Extrait fourni -
Voici dévoilée toute la dimension sacrée de la poésie. Elle est une prière car elle révèle toutes les dimensions du réel et ouvre vers des universaux communs aux hommes de tous horizons, Unifiante et transcendante, elle sera cette parole sacrée, comme l'est toute parole partagée. Elle mènera à cet ultime savoir : nous ne formons qu'un, nous sommes frères, bien avant Babel, et après. Il suffit de se souvenir. Et le poème est ceci d'avant le langage, ce territoire commun. Il est dans les vers de Gwen Garnier-Duguy comme l'essence même de ceci, de l'humanité révélée par le rythme et les sons de ces textes en prose  éminemment poétiques. Un talisman, un grimoire pour un avenir enfin au visage de ce que peut être la fraternité, tel est Alphabétique d'aujourd'hui. puissante poésie, comme l'est la prière. 

Les champs sémantiques marquent clairement cette juxtaposition d'un monde moderne déshumanisé et d'une dimension commune et fraternelle, qu'il s'agit de retrouver. Dualité que l'on retrouve également dans les textes qui évoquent le pouvoir de la parole, et la possible communauté retrouvée au coeur du poème. Voie ouverte sur un avenir pour la littérature aussi, qui balbutie, qui se cherche, en ce début de siècle si difficile pour nos frères. La mission du poète, de la poésie, de la littérature, il en est enfin question dans Alphabétique d’aujourd’hui… Le siècle 21 sera poétique, et grande est l’envie d’ajouter « ou ne sera pas »... Malraux avait raison, à un siècle près. Nous, poètes, devrons prendre la parole, et la restituer à sa dimension spirituelle. Il nous faudra lui redonner son pouvoir. Il nous faudra créer un lieu de rassemblement dans la parole. Il n’est plus l’heure du poète mage et porteur d’une parole divine, il n’est plus le temps du poète maudit, ni de celui qui ouvrira des portes là où tout territoire a été découvert, ni de celui qui donnera au miracle du vers un visage de Dieu. Temps est venu de tisser l’union des peuples et des cœurs, dans le rythme poétique, dans la trame du texte. L’Art ne devra avoir qu’un objectif, unir le sacré au tangible, et révéler l’univers enclos dans toute chose, dans chacun de nous. C’est ceci, Alphabétique d’aujourd’hui. Une prière offerte au monde pour dépasser tous les clivages et édifier un avenir commun dans la paix. Voici, le poète n’est ni ici, ni là, ni mage ni maudit, mais un parmi le nombre, et le nombre dans la poésie qu'il révèle, un.

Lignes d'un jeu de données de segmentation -
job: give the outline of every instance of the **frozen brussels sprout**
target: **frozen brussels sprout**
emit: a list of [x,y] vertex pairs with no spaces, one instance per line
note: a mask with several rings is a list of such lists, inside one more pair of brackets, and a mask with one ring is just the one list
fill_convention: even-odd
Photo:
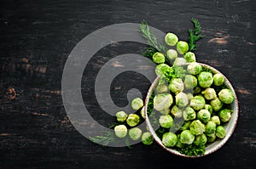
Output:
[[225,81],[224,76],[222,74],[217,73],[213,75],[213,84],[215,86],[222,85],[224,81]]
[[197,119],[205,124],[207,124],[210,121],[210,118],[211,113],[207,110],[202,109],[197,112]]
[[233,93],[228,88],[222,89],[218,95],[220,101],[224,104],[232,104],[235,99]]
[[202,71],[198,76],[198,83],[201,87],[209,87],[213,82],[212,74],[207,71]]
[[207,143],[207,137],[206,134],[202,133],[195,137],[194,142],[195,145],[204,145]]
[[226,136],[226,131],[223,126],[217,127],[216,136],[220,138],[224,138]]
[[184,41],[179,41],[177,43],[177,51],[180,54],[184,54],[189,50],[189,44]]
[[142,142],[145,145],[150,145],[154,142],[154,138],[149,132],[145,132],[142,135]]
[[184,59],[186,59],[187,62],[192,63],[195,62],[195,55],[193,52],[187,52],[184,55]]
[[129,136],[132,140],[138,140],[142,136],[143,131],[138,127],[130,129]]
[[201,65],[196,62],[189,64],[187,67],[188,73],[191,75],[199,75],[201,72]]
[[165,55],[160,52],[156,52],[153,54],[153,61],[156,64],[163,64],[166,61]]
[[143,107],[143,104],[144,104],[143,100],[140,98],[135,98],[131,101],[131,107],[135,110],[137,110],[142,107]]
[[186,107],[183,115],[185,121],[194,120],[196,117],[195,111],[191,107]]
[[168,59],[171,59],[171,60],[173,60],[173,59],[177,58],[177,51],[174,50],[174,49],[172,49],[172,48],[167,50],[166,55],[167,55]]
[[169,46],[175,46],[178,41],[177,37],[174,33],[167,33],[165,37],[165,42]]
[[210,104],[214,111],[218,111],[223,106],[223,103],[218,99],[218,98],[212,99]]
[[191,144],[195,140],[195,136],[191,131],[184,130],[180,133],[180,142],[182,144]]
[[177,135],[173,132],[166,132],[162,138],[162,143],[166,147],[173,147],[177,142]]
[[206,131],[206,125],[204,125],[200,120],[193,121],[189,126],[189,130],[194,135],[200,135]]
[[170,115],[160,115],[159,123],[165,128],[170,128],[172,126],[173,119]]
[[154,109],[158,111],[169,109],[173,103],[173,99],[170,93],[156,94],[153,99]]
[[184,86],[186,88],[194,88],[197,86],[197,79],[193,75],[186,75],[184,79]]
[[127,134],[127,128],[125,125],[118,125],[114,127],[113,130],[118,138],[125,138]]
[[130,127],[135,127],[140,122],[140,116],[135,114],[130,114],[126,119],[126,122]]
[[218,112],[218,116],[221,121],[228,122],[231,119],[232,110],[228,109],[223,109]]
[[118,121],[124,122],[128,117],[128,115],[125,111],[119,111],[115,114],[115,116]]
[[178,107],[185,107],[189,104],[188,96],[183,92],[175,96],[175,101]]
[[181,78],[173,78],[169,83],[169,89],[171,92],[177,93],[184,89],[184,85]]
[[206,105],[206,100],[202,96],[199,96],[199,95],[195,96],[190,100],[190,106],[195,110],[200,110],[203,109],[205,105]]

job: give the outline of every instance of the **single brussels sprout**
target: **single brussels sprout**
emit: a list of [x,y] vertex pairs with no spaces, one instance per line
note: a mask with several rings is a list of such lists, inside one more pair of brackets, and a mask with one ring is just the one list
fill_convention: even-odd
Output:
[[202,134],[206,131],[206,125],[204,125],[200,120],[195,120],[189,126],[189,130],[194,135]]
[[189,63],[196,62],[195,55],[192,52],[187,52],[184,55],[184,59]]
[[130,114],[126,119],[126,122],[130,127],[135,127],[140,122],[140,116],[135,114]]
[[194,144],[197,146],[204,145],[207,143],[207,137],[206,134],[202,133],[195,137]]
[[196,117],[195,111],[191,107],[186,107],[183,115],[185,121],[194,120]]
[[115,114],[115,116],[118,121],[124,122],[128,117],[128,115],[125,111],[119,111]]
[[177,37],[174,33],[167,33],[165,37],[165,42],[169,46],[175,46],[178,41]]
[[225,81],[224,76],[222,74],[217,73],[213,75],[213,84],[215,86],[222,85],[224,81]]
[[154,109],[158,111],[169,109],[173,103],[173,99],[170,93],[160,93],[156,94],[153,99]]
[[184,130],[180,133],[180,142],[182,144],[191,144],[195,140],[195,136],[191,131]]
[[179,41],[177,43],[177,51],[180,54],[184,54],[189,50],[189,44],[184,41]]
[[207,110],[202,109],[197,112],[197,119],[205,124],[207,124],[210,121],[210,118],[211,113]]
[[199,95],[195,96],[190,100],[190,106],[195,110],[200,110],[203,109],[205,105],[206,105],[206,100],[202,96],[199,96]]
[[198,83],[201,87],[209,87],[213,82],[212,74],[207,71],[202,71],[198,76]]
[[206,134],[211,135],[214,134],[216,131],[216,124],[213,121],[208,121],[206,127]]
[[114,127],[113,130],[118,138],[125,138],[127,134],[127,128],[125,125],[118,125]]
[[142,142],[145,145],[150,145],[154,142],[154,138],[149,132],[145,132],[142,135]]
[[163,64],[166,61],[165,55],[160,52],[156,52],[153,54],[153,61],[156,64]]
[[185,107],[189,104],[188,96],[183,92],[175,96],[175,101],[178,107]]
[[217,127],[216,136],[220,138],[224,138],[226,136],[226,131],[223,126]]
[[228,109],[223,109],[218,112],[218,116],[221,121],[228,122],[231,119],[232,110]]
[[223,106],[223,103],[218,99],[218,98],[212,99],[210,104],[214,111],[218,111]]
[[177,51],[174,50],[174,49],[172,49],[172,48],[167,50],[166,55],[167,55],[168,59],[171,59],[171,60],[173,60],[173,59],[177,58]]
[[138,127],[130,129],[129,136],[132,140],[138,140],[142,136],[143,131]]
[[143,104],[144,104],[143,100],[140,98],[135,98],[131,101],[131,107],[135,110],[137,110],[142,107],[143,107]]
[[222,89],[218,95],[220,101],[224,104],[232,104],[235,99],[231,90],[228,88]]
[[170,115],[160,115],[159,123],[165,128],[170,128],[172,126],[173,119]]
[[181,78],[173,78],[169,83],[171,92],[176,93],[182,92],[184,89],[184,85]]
...
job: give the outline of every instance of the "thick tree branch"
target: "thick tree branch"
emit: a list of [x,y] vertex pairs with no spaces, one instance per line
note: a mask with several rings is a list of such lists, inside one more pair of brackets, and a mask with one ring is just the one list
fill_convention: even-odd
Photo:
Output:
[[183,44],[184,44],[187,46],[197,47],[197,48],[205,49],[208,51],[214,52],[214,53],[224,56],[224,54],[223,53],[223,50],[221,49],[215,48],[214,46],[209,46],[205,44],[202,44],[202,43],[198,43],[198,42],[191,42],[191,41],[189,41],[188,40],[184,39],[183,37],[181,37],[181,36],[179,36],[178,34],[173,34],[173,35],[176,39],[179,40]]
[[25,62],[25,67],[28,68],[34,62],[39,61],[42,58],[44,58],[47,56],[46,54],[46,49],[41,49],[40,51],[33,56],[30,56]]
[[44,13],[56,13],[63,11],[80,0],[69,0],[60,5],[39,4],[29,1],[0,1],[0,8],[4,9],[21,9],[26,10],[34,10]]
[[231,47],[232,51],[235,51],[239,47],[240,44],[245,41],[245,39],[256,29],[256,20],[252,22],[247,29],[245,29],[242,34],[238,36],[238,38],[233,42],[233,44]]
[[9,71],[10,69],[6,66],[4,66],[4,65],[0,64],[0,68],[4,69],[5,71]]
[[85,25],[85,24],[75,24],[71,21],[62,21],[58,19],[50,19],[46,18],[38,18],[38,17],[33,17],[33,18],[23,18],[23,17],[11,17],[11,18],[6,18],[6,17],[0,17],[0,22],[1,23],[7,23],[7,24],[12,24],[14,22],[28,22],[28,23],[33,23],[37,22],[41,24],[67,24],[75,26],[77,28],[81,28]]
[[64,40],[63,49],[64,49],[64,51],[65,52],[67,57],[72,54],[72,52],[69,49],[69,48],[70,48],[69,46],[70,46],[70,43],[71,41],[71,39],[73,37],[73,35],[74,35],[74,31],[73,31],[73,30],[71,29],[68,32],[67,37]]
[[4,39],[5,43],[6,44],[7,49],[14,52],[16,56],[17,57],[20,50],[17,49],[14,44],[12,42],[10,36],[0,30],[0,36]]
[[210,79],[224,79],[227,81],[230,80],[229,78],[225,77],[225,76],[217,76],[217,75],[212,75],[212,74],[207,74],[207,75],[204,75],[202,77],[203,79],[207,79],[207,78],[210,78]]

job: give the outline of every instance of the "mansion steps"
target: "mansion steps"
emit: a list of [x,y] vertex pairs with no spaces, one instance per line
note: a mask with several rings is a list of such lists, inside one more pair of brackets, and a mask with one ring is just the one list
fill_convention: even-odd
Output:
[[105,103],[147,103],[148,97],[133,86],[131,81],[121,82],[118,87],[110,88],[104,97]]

À faire -
- 1) Extrayez de l'extrait sur la poésie tout ce qui va de « Voici dévoilée toute » jusqu'à « l'est la prière. », sans rien changer.
- 2) Sortez de la liste chaque ligne qui contient le mot « steps ».

Réponses de l'exercice -
- 1)
Voici dévoilée toute la dimension sacrée de la poésie. Elle est une prière car elle révèle toutes les dimensions du réel et ouvre vers des universaux communs aux hommes de tous horizons, Unifiante et transcendante, elle sera cette parole sacrée, comme l'est toute parole partagée. Elle mènera à cet ultime savoir : nous ne formons qu'un, nous sommes frères, bien avant Babel, et après. Il suffit de se souvenir. Et le poème est ceci d'avant le langage, ce territoire commun. Il est dans les vers de Gwen Garnier-Duguy comme l'essence même de ceci, de l'humanité révélée par le rythme et les sons de ces textes en prose  éminemment poétiques. Un talisman, un grimoire pour un avenir enfin au visage de ce que peut être la fraternité, tel est Alphabétique d'aujourd'hui. puissante poésie, comme l'est la prière.

- 2)
job: give the outline of every instance of the "mansion steps"
target: "mansion steps"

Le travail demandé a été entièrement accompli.